* [Work to complete] Below is a block of entries; repeat exactly the lines starting at the line that contains "positive clicks: (111, 310) (95, 319)" and ending at the line that contains "box: [0, 157, 600, 315]", both included.

* [Stored dataset items]

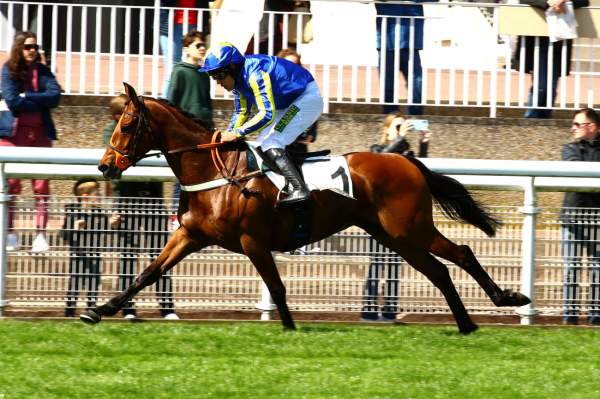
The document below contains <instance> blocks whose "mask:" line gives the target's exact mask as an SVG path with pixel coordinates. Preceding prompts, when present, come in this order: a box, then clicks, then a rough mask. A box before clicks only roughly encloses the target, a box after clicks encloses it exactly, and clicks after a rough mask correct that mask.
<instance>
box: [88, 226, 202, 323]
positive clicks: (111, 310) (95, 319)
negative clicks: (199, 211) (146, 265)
mask: <svg viewBox="0 0 600 399" xmlns="http://www.w3.org/2000/svg"><path fill="white" fill-rule="evenodd" d="M204 246H205V244H204V243H201V242H199V241H198V240H196V239H193V238H192V237H190V235H189V233H188V232H187V230H186V229H185V228H183V227H182V228H179V229H178V230H177V231H176V232H175V233H174V234H173V236H172V237H171V238H170V239H169V241H168V242H167V244H166V245H165V247H164V248H163V250H162V251H161V253H160V254H159V255H158V257H157V258H156V259H155V260H154V261H153V262H152V263H150V265H149V266H148V267H146V268H145V269H144V270H143V271H142V272H141V273H140V274H139V275H138V276H137V277H136V279H135V281H134V282H133V284H131V285H130V286H129V287H128V288H127V289H126V290H125V291H123V292H121V293H119V294H117V295H115V296H114V297H113V298H111V299H110V300H109V301H108V302H107V303H105V304H104V305H101V306H98V307H96V308H95V309H90V310H88V311H87V312H85V313H82V314H81V315H80V316H79V318H80V319H81V320H82V321H84V322H86V323H90V324H95V323H99V322H100V320H101V319H102V316H113V315H115V314H116V313H117V312H118V311H119V310H121V309H122V308H123V307H124V306H126V304H127V303H128V302H129V301H130V300H131V299H132V298H133V297H134V296H135V295H136V294H137V293H138V292H140V291H141V290H142V289H144V288H145V287H147V286H149V285H152V284H153V283H155V282H156V281H157V280H158V279H159V278H160V276H161V275H162V274H163V273H165V272H166V271H168V270H169V269H171V268H172V267H173V266H175V265H176V264H177V263H179V261H181V260H182V259H183V258H185V257H186V256H187V255H189V254H190V253H192V252H195V251H198V250H200V249H202V248H203V247H204Z"/></svg>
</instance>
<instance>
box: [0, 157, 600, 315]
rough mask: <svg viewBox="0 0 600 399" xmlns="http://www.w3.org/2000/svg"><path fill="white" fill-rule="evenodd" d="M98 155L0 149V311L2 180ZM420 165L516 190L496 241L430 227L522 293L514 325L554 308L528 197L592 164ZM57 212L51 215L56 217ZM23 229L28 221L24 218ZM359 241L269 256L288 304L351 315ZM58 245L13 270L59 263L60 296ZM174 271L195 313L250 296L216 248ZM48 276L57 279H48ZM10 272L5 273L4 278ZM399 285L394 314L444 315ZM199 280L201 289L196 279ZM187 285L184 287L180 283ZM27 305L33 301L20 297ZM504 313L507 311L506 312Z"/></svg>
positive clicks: (435, 169)
mask: <svg viewBox="0 0 600 399" xmlns="http://www.w3.org/2000/svg"><path fill="white" fill-rule="evenodd" d="M102 152H103V150H81V149H65V148H51V149H47V148H44V149H40V148H27V149H24V148H10V147H6V148H0V207H1V209H0V210H1V212H0V227H1V228H0V262H1V263H0V310H2V308H3V307H6V306H7V305H9V303H8V300H7V298H8V294H7V293H8V291H9V289H8V286H7V259H8V258H9V256H8V253H7V251H6V249H5V246H4V243H5V242H6V235H7V230H6V226H7V220H6V212H7V203H8V200H9V196H8V195H7V191H6V190H7V185H6V181H5V179H6V178H8V177H21V178H32V177H37V178H51V179H67V180H69V179H70V180H73V179H76V178H79V177H96V178H100V174H99V172H98V171H97V170H96V168H95V165H96V163H97V162H98V159H99V158H100V155H101V154H102ZM423 161H424V162H425V163H426V164H427V165H428V166H429V167H430V168H431V169H432V170H435V171H437V172H441V173H448V174H451V175H453V176H454V177H456V178H458V179H459V180H460V181H462V182H463V183H464V184H465V185H467V186H468V187H470V188H472V189H479V190H502V191H521V192H523V193H524V197H523V201H522V203H521V206H520V207H518V206H516V205H511V206H504V207H495V214H497V215H499V216H500V217H501V219H503V220H504V221H505V224H506V226H505V227H504V228H503V229H502V230H501V232H500V234H499V235H498V237H496V238H492V239H488V238H486V237H484V236H483V235H482V234H481V233H480V232H477V231H476V229H474V228H472V227H471V226H461V225H457V224H456V223H454V222H450V221H448V220H446V219H444V218H443V217H442V216H441V215H440V214H439V212H437V213H436V224H437V225H438V228H439V229H440V231H442V232H443V233H444V234H446V235H447V236H448V237H449V238H450V239H452V240H455V241H459V242H462V243H467V244H468V245H471V246H472V247H473V249H474V252H475V253H476V254H477V255H478V256H479V257H480V260H481V261H482V264H484V265H486V269H487V270H488V272H489V273H490V274H491V275H492V277H493V278H494V279H496V280H497V281H498V282H499V284H500V285H502V286H503V287H506V288H513V289H520V290H521V291H523V292H524V293H525V294H526V295H529V296H530V297H531V298H532V300H533V303H532V304H531V305H528V306H525V307H522V308H520V309H518V313H519V314H520V315H521V320H522V323H524V324H529V323H531V322H532V320H533V318H534V316H535V315H536V314H538V313H542V314H550V315H559V314H561V312H562V290H561V288H560V287H562V260H561V256H560V238H559V234H558V226H559V223H558V221H557V215H556V212H557V211H556V210H555V209H543V210H542V209H539V208H538V207H537V200H536V193H537V192H538V191H568V190H585V191H598V190H600V179H598V177H600V165H598V164H597V163H584V162H555V161H506V160H502V161H494V160H467V159H424V160H423ZM141 164H142V166H139V167H136V168H132V169H130V170H128V171H127V172H126V173H125V175H124V178H126V179H151V180H173V175H172V173H171V171H170V169H168V168H166V167H164V165H165V162H164V160H163V159H161V158H157V159H147V160H144V161H142V162H141ZM57 201H58V200H57ZM60 204H62V202H60V201H59V202H58V203H57V205H56V207H57V208H58V207H60V206H61V205H60ZM19 209H20V210H21V213H22V214H23V215H22V218H26V217H27V215H31V214H32V210H31V209H28V207H20V208H19ZM59 216H60V214H58V216H57V217H59ZM59 219H60V217H59ZM25 225H28V224H27V223H25ZM540 226H541V227H542V228H540ZM536 227H537V228H539V231H536ZM22 228H23V229H24V230H23V231H27V229H28V228H27V227H26V226H25V227H22ZM29 229H33V228H29ZM367 238H368V237H367V236H366V235H365V234H364V233H362V232H360V231H354V230H351V231H347V232H343V233H340V234H337V235H336V236H334V237H332V239H330V240H324V241H322V242H319V243H315V244H313V245H311V246H309V248H306V250H307V251H308V255H302V256H297V255H283V256H278V259H277V260H278V264H279V265H280V272H281V274H282V277H283V279H284V281H285V282H286V285H288V288H289V294H290V303H291V306H292V309H296V310H305V311H306V310H309V311H311V310H312V311H315V310H319V311H324V310H335V311H359V310H360V306H361V293H362V285H363V284H364V280H365V276H366V270H367V269H368V264H369V256H370V255H372V254H370V250H369V249H368V245H366V244H365V243H366V242H367V241H366V240H367ZM317 247H319V248H318V252H311V249H314V250H315V251H316V248H317ZM536 248H538V250H540V248H543V249H542V253H541V254H536ZM65 249H66V247H64V244H60V245H59V246H57V247H56V248H54V249H53V251H54V252H53V253H55V254H57V255H56V256H58V258H56V259H58V261H57V262H58V263H56V264H53V263H52V262H50V263H49V264H47V265H46V264H44V266H43V267H44V270H46V272H45V273H46V274H43V273H42V274H40V272H35V273H34V272H32V271H31V270H30V269H31V267H29V266H27V267H23V270H24V271H23V272H22V273H27V274H28V275H30V274H33V277H32V276H29V277H32V278H38V277H40V275H41V276H42V277H43V276H47V273H48V272H47V270H54V269H56V268H59V270H60V271H56V270H55V271H54V272H53V273H54V275H53V276H54V277H55V278H58V280H57V281H59V282H54V283H52V284H45V285H44V286H52V287H55V288H56V287H59V288H60V289H59V288H56V289H55V291H60V292H62V293H63V294H64V287H63V286H64V275H65V273H67V272H65V271H64V270H65V269H64V267H65V266H64V264H65V260H64V259H65V256H66V255H65V252H64V251H65ZM10 256H13V257H14V256H21V257H23V259H29V258H31V257H32V255H31V254H30V253H28V252H19V253H18V254H17V255H15V254H13V255H10ZM44 259H46V260H49V261H50V259H49V258H47V257H46V258H42V260H44ZM111 259H112V258H111ZM38 261H40V259H38V260H36V262H38ZM111 262H113V263H110V262H109V263H110V264H111V265H113V266H107V267H108V269H107V273H108V277H107V278H109V280H110V279H111V278H112V279H115V278H116V274H115V273H116V272H114V267H115V266H114V260H111ZM219 265H221V266H219ZM449 266H450V265H449ZM240 268H241V269H240ZM234 269H235V271H234ZM238 269H239V270H238ZM25 270H27V271H25ZM57 270H58V269H57ZM177 270H181V274H179V275H176V274H174V275H173V279H175V280H176V281H180V282H181V283H180V284H179V286H180V289H181V290H182V292H183V293H184V294H182V296H183V299H181V301H180V302H179V303H178V306H183V307H184V308H185V307H187V308H195V309H197V308H202V309H228V310H231V309H238V310H239V309H248V308H252V307H253V305H252V304H251V303H252V300H254V303H256V301H257V300H259V299H260V283H259V279H258V276H257V275H256V273H254V272H253V271H252V266H251V265H250V264H249V263H248V261H247V260H245V259H244V258H243V257H242V258H241V257H239V256H238V255H235V254H230V253H228V252H226V251H223V250H220V251H217V250H215V249H209V250H207V251H202V252H200V253H198V254H194V255H192V256H191V257H190V258H189V259H187V260H186V261H185V262H183V263H182V265H181V267H179V268H177ZM450 270H451V274H452V276H453V279H454V280H455V282H456V284H457V286H458V290H459V293H460V294H461V295H462V296H463V298H464V299H465V302H466V303H467V307H468V308H469V309H470V310H471V311H476V312H482V313H498V312H504V314H507V313H506V312H507V310H498V309H495V308H493V307H492V306H491V304H490V302H489V300H488V299H487V298H485V295H484V294H483V293H482V291H481V289H479V288H478V287H477V285H476V284H475V283H474V282H473V281H472V279H471V278H470V277H468V275H466V274H465V273H464V271H461V270H460V269H458V268H457V267H454V266H452V267H450ZM542 271H543V273H542ZM57 273H58V277H56V274H57ZM221 273H224V274H221ZM12 277H15V276H13V275H12V274H11V278H12ZM17 277H18V276H17ZM26 277H27V276H26ZM202 279H210V280H211V281H212V284H213V286H214V287H217V289H218V290H221V291H217V292H211V293H208V294H207V293H204V291H202V292H203V294H202V295H200V294H198V291H197V289H198V288H197V286H195V285H194V284H195V282H196V281H198V280H202ZM61 281H63V283H61ZM111 281H112V280H111ZM225 281H227V284H225ZM400 281H401V292H402V294H401V298H400V306H401V307H402V308H403V309H404V311H409V312H411V311H414V312H432V311H433V312H435V311H438V312H447V308H446V307H445V304H444V302H443V299H442V298H441V297H440V295H439V292H437V290H435V288H434V287H433V286H432V285H431V284H430V283H429V282H428V281H426V280H425V279H424V278H423V276H420V275H418V274H417V273H414V272H413V271H412V269H409V268H404V269H403V271H402V273H401V276H400ZM103 284H104V283H103ZM202 284H205V285H206V283H202ZM224 284H225V285H224ZM26 286H27V283H23V284H22V286H21V289H23V290H25V291H27V290H28V288H27V287H26ZM103 286H104V285H103ZM188 286H190V287H191V286H193V287H192V288H189V287H188ZM181 287H183V288H181ZM186 287H187V288H186ZM103 290H104V291H103V294H101V295H100V300H103V299H104V300H105V299H107V298H108V297H109V296H110V295H112V294H113V293H114V290H116V288H113V289H110V288H108V289H105V288H103ZM223 290H225V291H226V293H229V292H230V291H231V290H233V291H234V292H233V293H232V294H231V295H232V296H230V297H228V296H227V295H225V294H224V293H223ZM34 292H35V291H34ZM53 292H54V291H53ZM30 295H31V298H33V299H31V298H30V299H28V298H29V297H27V298H21V300H22V301H25V302H27V301H28V300H29V301H33V303H37V304H38V305H37V306H40V305H39V303H42V305H44V304H45V305H48V304H54V305H55V306H56V305H57V303H56V301H58V302H62V301H64V300H63V299H60V300H57V299H56V298H58V297H60V298H63V297H62V296H60V295H59V294H57V293H56V292H54V294H53V295H54V297H51V298H50V299H48V298H47V299H44V297H45V294H44V293H43V292H42V293H40V292H35V293H31V294H30ZM48 295H49V294H48ZM199 295H200V296H199ZM213 295H214V296H213ZM52 298H54V299H52ZM425 299H426V301H425ZM52 301H55V302H52ZM263 302H264V298H263V301H261V305H259V306H261V307H260V308H261V309H264V308H265V307H266V308H268V306H264V305H265V304H264V303H263ZM267 305H268V304H267ZM30 306H36V305H35V304H34V305H31V303H30ZM510 311H511V310H510V309H509V310H508V312H509V313H508V314H510Z"/></svg>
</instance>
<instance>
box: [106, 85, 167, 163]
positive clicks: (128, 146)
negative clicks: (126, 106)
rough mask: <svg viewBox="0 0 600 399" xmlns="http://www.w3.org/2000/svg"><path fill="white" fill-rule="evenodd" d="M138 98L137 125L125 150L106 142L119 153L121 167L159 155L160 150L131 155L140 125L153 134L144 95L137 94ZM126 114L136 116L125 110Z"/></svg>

* [Response to this task]
positive clicks: (111, 310) (95, 319)
negative clicks: (199, 211) (146, 265)
mask: <svg viewBox="0 0 600 399" xmlns="http://www.w3.org/2000/svg"><path fill="white" fill-rule="evenodd" d="M204 246H205V244H204V243H201V242H199V241H198V240H196V239H193V238H192V237H190V235H189V233H188V232H187V230H186V229H185V228H183V227H182V228H179V229H178V230H177V231H176V232H175V233H174V234H173V236H172V237H171V238H170V239H169V241H168V242H167V244H166V245H165V247H164V248H163V250H162V251H161V253H160V254H159V255H158V257H157V258H156V259H155V260H154V261H153V262H152V263H150V265H149V266H148V267H146V268H145V269H144V270H143V271H142V272H141V273H140V274H139V275H138V276H137V277H136V279H135V281H134V282H133V284H131V285H130V286H129V287H128V288H127V289H126V290H125V291H123V292H121V293H119V294H117V295H115V296H114V297H113V298H111V299H110V300H109V301H108V302H107V303H105V304H104V305H101V306H98V307H96V308H95V309H90V310H88V311H87V312H85V313H82V314H81V315H80V316H79V318H80V319H81V320H82V321H84V322H86V323H90V324H95V323H99V322H100V320H101V319H102V316H113V315H115V314H116V313H117V312H118V311H119V310H121V309H122V308H123V307H124V306H126V304H127V303H128V302H129V301H130V300H131V299H132V298H133V297H134V296H135V295H136V294H137V293H138V292H140V291H141V290H142V289H144V288H145V287H147V286H149V285H152V284H153V283H155V282H156V281H157V280H158V279H159V278H160V276H161V275H162V274H163V273H165V272H166V271H168V270H169V269H171V268H172V267H173V266H175V265H176V264H177V263H179V261H181V260H182V259H183V258H185V257H186V256H187V255H189V254H190V253H192V252H195V251H198V250H200V249H202V248H203V247H204Z"/></svg>
</instance>
<instance>
box: [0, 157, 600, 315]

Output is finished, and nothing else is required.